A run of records
☆ ☆ ☆ ☆
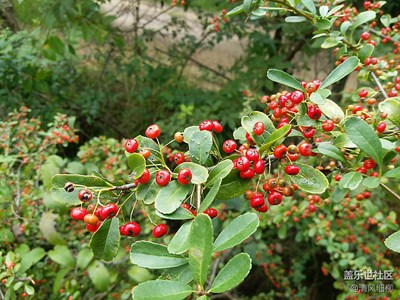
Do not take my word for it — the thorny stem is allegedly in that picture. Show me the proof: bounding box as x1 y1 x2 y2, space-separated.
371 72 389 99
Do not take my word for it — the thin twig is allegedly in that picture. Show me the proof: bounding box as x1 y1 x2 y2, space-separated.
381 182 400 200
371 72 389 99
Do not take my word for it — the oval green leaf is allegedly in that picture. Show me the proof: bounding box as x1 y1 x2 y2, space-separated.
267 69 304 91
290 163 329 194
319 56 360 89
189 214 214 286
90 218 121 261
130 241 187 269
206 159 233 187
214 213 260 252
155 180 192 214
210 253 251 293
344 117 383 169
132 280 193 300
339 172 362 190
174 162 208 184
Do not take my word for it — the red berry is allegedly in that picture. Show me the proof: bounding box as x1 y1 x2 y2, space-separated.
322 120 335 132
290 91 304 104
358 89 368 98
69 207 88 221
376 122 386 133
361 31 371 41
212 121 224 133
199 120 214 131
300 127 315 139
236 156 250 171
285 165 300 175
203 208 218 219
156 170 171 186
174 152 185 165
137 169 150 184
255 204 268 212
253 122 265 135
121 222 141 236
222 140 237 153
253 159 265 174
298 142 313 156
239 169 254 179
86 222 101 232
274 145 287 159
178 169 192 185
100 203 118 220
153 224 168 238
246 148 260 161
78 190 93 202
125 139 139 153
307 105 322 120
250 196 265 208
145 124 161 139
364 159 376 169
268 192 282 205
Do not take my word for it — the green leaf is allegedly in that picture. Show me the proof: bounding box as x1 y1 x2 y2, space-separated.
174 162 208 184
319 5 329 18
210 253 251 293
0 228 15 243
290 163 329 194
241 111 275 145
39 211 67 245
47 245 75 268
87 260 111 292
226 4 244 17
206 159 233 187
51 174 116 206
333 133 357 148
183 126 200 144
318 142 347 163
301 0 317 15
76 248 94 270
344 117 383 169
358 44 375 61
167 222 193 254
215 170 251 200
339 172 362 190
267 69 304 91
155 180 192 214
136 179 162 205
128 153 146 179
156 207 194 220
285 16 307 23
16 248 46 275
130 241 188 269
383 167 400 178
385 231 400 253
90 218 121 261
320 56 360 89
214 213 260 252
132 280 194 300
351 10 376 31
189 214 214 286
189 131 212 165
198 179 222 213
362 177 381 189
259 124 292 154
135 135 161 161
379 97 400 126
243 0 252 13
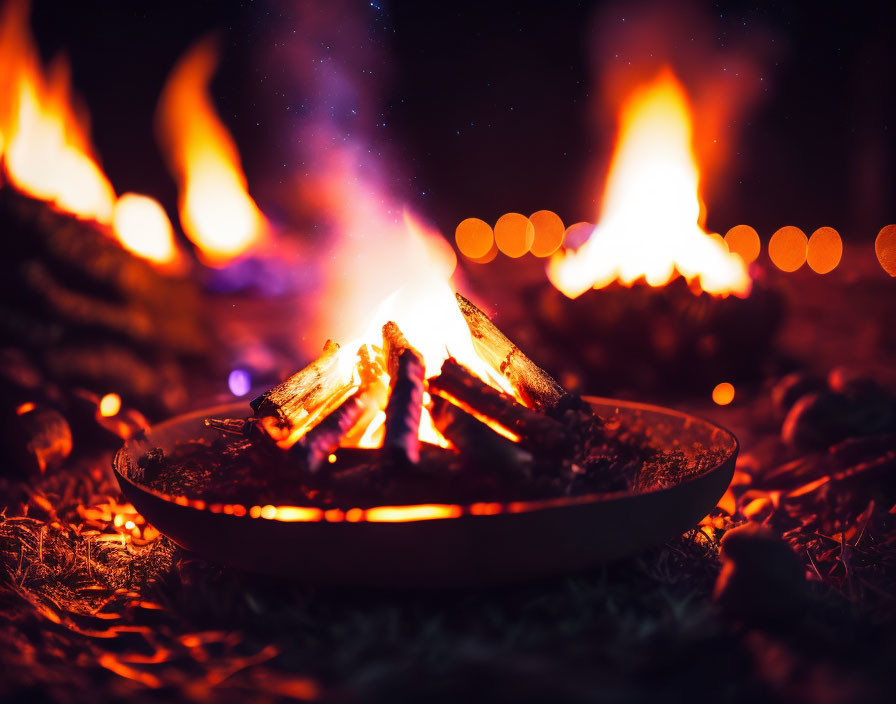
☆ ☆ ☆ ☆
* [TASK DETAILS] Rewrite all of the material above as a numbered list, one line per item, with blank lines and pictures left out.

* [WRITTEN SOLUTION]
1. Do not take my word for it — the thorny stem is allegedly in that picture. Show me the proof: bounding box as x1 y1 x2 y2, space-separated.
2. 371 72 389 99
3. Do not take my word for it — the thin twig is allegedly in that picture. Show me the proof: bounding box as x1 y1 x2 y2, space-separated.
4. 381 182 400 200
5. 371 72 389 99
6. Do not take my word for it — the oval green leaf is allegedly in that picture. Show me the proof: bounding box as x1 y1 x2 y2, space-separated.
7. 267 69 304 91
8. 290 163 329 194
9. 319 56 360 89
10. 189 214 214 286
11. 90 218 121 261
12. 130 241 187 269
13. 206 159 233 187
14. 214 213 260 252
15. 155 180 192 214
16. 210 253 251 293
17. 344 117 383 169
18. 132 280 193 300
19. 339 172 362 190
20. 174 162 208 184
21. Do not take my word for it — the red berry is allegedly in that picture. Show me the proof: bounding box as x1 y1 x2 y2, space-separated.
22. 322 120 335 132
23. 290 91 304 104
24. 358 89 368 98
25. 69 207 88 221
26. 376 122 386 133
27. 361 31 371 41
28. 212 121 224 133
29. 199 120 214 131
30. 300 127 315 139
31. 236 156 250 171
32. 285 165 300 175
33. 203 208 218 219
34. 156 170 171 186
35. 174 152 185 165
36. 137 169 150 184
37. 255 204 268 212
38. 253 122 265 135
39. 121 222 141 236
40. 222 140 237 153
41. 253 159 265 174
42. 298 142 313 156
43. 239 169 254 179
44. 86 222 101 232
45. 274 145 287 159
46. 178 169 192 185
47. 100 203 118 220
48. 153 224 168 238
49. 246 148 260 161
50. 78 190 93 202
51. 125 139 139 153
52. 307 105 322 120
53. 250 196 265 208
54. 145 124 161 139
55. 364 159 376 169
56. 268 192 282 205
57. Do not take my word for it — the green leaf is allegedly in that picture. Show me the proof: bounding box as x1 y1 x2 y2, space-separated.
58. 174 162 208 184
59. 319 5 329 18
60. 210 253 251 293
61. 0 228 15 243
62. 290 163 329 194
63. 241 111 275 145
64. 39 211 67 245
65. 47 245 75 268
66. 87 260 111 292
67. 226 4 244 17
68. 206 159 233 187
69. 51 174 116 206
70. 333 133 357 148
71. 183 126 200 144
72. 318 142 347 163
73. 301 0 317 15
74. 76 248 94 270
75. 344 117 383 169
76. 358 44 375 61
77. 167 222 193 254
78. 215 170 251 200
79. 339 172 362 190
80. 267 69 304 91
81. 155 180 192 214
82. 136 179 162 205
83. 128 153 146 179
84. 156 207 194 220
85. 285 16 307 23
86. 16 248 46 275
87. 130 241 188 269
88. 383 167 400 178
89. 385 231 400 253
90. 90 218 121 261
91. 320 56 360 89
92. 214 213 260 252
93. 132 280 194 300
94. 351 10 376 31
95. 189 214 214 286
96. 189 131 212 165
97. 198 179 222 213
98. 362 177 381 189
99. 259 124 292 154
100. 135 135 161 161
101. 379 97 400 126
102. 243 0 252 13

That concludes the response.